--- Point annotation dataset records ---
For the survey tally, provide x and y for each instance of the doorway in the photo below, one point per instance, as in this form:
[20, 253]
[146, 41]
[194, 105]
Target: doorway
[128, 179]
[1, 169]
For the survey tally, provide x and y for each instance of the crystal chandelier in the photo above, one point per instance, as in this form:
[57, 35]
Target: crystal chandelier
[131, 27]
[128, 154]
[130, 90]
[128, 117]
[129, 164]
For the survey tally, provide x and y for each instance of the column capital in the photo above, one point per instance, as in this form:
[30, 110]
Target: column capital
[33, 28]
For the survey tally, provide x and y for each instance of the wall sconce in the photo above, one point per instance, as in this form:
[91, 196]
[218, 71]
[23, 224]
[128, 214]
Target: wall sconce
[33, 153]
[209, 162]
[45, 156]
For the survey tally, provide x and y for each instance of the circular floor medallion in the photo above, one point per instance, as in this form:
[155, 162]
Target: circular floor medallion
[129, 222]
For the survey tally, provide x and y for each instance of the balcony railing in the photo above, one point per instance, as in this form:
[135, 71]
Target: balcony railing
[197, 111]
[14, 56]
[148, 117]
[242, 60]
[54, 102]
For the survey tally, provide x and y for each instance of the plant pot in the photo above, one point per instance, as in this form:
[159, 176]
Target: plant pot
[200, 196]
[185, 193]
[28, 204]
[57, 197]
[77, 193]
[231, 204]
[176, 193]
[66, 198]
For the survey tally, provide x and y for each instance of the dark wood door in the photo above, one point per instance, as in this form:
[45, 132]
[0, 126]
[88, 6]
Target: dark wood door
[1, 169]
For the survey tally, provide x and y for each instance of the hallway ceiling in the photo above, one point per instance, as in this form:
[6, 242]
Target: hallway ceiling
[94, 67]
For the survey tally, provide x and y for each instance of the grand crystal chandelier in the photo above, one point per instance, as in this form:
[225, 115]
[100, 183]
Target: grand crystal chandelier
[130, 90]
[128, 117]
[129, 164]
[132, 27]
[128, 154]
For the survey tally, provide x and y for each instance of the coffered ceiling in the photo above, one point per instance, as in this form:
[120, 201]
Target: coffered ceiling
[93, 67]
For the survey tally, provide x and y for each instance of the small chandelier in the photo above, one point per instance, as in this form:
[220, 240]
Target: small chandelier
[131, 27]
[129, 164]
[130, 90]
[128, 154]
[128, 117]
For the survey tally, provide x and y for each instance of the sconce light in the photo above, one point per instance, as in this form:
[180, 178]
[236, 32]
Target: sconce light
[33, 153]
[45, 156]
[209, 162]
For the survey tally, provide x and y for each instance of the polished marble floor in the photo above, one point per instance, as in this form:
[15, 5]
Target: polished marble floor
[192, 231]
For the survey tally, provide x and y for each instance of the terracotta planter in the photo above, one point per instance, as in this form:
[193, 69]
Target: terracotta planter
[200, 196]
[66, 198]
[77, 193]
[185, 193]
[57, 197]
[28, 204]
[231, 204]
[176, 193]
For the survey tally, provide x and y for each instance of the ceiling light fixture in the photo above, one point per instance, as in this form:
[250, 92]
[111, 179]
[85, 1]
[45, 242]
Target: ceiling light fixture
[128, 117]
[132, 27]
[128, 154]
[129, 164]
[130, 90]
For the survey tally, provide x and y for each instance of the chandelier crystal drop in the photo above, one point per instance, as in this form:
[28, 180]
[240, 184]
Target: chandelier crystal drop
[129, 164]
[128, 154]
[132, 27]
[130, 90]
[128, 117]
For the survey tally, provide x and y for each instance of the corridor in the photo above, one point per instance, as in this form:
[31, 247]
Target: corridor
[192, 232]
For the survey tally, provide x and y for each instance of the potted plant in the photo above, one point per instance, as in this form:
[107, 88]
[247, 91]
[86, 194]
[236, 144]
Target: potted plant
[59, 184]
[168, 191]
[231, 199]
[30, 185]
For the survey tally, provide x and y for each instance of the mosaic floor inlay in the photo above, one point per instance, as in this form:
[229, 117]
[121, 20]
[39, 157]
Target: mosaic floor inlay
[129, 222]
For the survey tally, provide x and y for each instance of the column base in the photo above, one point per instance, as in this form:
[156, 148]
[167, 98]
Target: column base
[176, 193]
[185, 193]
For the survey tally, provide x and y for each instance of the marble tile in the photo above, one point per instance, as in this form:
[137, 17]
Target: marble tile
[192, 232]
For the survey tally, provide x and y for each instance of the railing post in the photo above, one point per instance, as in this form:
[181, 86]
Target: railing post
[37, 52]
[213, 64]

--- Instructions to follow ---
Render all of the material above as a JSON list of strings, one string per line, with blank lines left out.

--- Result ---
[
  "For the survey tally, provide x and y for each instance of the doorway in the photo below, one point per instance, as in this form:",
  "[20, 253]",
  "[146, 41]",
  "[194, 105]",
  "Target: doorway",
  "[128, 179]",
  "[1, 169]",
  "For the survey tally, provide x and y for each instance of the crystal chandelier in the photo above, one point per instance, as in this form:",
  "[57, 35]",
  "Target: crystal chandelier",
  "[131, 27]",
  "[128, 154]",
  "[130, 90]",
  "[128, 117]",
  "[129, 164]",
  "For the survey tally, provide x and y for each instance of the column capital in the photo above, one point per instance, as in this form:",
  "[30, 110]",
  "Target: column capital",
  "[33, 28]",
  "For the survey tally, provide x and y for each instance of the wall sconce in the photo above, one point per instance, as in this form:",
  "[91, 196]",
  "[218, 71]",
  "[23, 224]",
  "[128, 214]",
  "Target: wall sconce",
  "[33, 153]",
  "[209, 162]",
  "[45, 156]",
  "For the survey tally, provide x and y for each instance of the circular floor medallion in the photo above, one point per instance, as in this form:",
  "[155, 162]",
  "Target: circular floor medallion",
  "[129, 222]",
  "For the survey tally, provide x and y for each instance of the balcony railing in the photo above, one point per instance, as in this form:",
  "[135, 71]",
  "Target: balcony railing",
  "[197, 111]",
  "[14, 56]",
  "[148, 117]",
  "[242, 60]",
  "[54, 102]",
  "For the survey tally, provide x and y for each instance of the plant pot in the photo above, one point per instance, as in this form:",
  "[159, 176]",
  "Target: plant pot",
  "[200, 196]",
  "[185, 193]",
  "[28, 204]",
  "[57, 197]",
  "[77, 193]",
  "[231, 204]",
  "[176, 193]",
  "[66, 198]",
  "For the survey tally, provide x and y for each instance of the dark wood door in the photo above, one point per instance, as in this form:",
  "[45, 132]",
  "[0, 126]",
  "[88, 6]",
  "Target: dark wood door",
  "[1, 169]",
  "For the survey tally, provide x and y for each instance of the hallway ceiling in the photo above, one point per instance, as in this form:",
  "[6, 242]",
  "Target: hallway ceiling",
  "[94, 67]",
  "For the survey tally, provide x and y for each instance of the grand crystal chandelier in the photo above, one point per instance, as in this form:",
  "[225, 115]",
  "[100, 183]",
  "Target: grand crystal chandelier",
  "[130, 90]",
  "[128, 117]",
  "[129, 164]",
  "[132, 27]",
  "[128, 154]",
  "For the survey tally, provide x and y for each instance of the coffered ceiling in the photo above, one point per instance, as in this form:",
  "[120, 201]",
  "Target: coffered ceiling",
  "[93, 67]",
  "For the survey tally, provide x and y for each instance of the small chandelier in the photo above, one point per instance, as in this form:",
  "[220, 240]",
  "Target: small chandelier",
  "[131, 27]",
  "[129, 164]",
  "[130, 90]",
  "[128, 154]",
  "[128, 117]",
  "For the survey tally, provide x and y for each instance of the sconce light in the photo above, one point per instance, as in this form:",
  "[180, 178]",
  "[236, 32]",
  "Target: sconce light",
  "[33, 153]",
  "[45, 156]",
  "[209, 162]",
  "For the survey tally, provide x and y for each instance of the polished marble floor in the photo above, one point per instance, as in this form:",
  "[15, 5]",
  "Target: polished marble floor",
  "[192, 231]",
  "For the survey tally, provide x and y for each instance of the terracotta planter in the photo above, one point per instance, as in this form:",
  "[193, 69]",
  "Target: terracotta planter",
  "[200, 196]",
  "[66, 198]",
  "[77, 193]",
  "[185, 193]",
  "[57, 197]",
  "[28, 204]",
  "[231, 204]",
  "[176, 193]",
  "For the survey tally, provide x and y for each instance of the ceiling light fixture in the photo above, one point per instance, as in this form:",
  "[250, 92]",
  "[111, 179]",
  "[85, 1]",
  "[45, 242]",
  "Target: ceiling light fixture",
  "[128, 117]",
  "[132, 27]",
  "[128, 154]",
  "[129, 164]",
  "[130, 90]",
  "For the survey tally, provide x and y for each instance of the chandelier crystal drop in the photo above, one point per instance, as in this form:",
  "[28, 180]",
  "[240, 184]",
  "Target: chandelier crystal drop",
  "[129, 164]",
  "[128, 154]",
  "[132, 27]",
  "[130, 90]",
  "[128, 117]",
  "For the survey tally, provide x and y for each instance of the corridor in the photo above, one point per instance, as in this form:",
  "[31, 247]",
  "Target: corridor",
  "[192, 232]",
  "For the survey tally, provide x and y for each instance of the potted plant in the photo above, one point per instance, as in this form:",
  "[107, 88]",
  "[247, 91]",
  "[86, 194]",
  "[236, 144]",
  "Target: potted plant",
  "[59, 184]",
  "[168, 191]",
  "[231, 199]",
  "[30, 185]",
  "For the survey tally, provide x and y for each instance of the mosaic floor inlay in the photo above, one point per instance, as in this form:",
  "[229, 117]",
  "[121, 20]",
  "[39, 157]",
  "Target: mosaic floor inlay",
  "[129, 222]",
  "For the survey tally, provide x and y for each instance of the column base in the photo above, one point per instance, as in this form:",
  "[156, 148]",
  "[167, 98]",
  "Target: column base",
  "[176, 193]",
  "[185, 193]",
  "For the survey tally, provide x and y for each instance of the marble tile in the photo above, one point per instance, as in this form:",
  "[137, 17]",
  "Target: marble tile",
  "[192, 232]",
  "For the survey tally, provide x and y for each instance of the railing post in the photo above, one point per instance, as in this form:",
  "[181, 86]",
  "Target: railing post",
  "[37, 52]",
  "[213, 64]"
]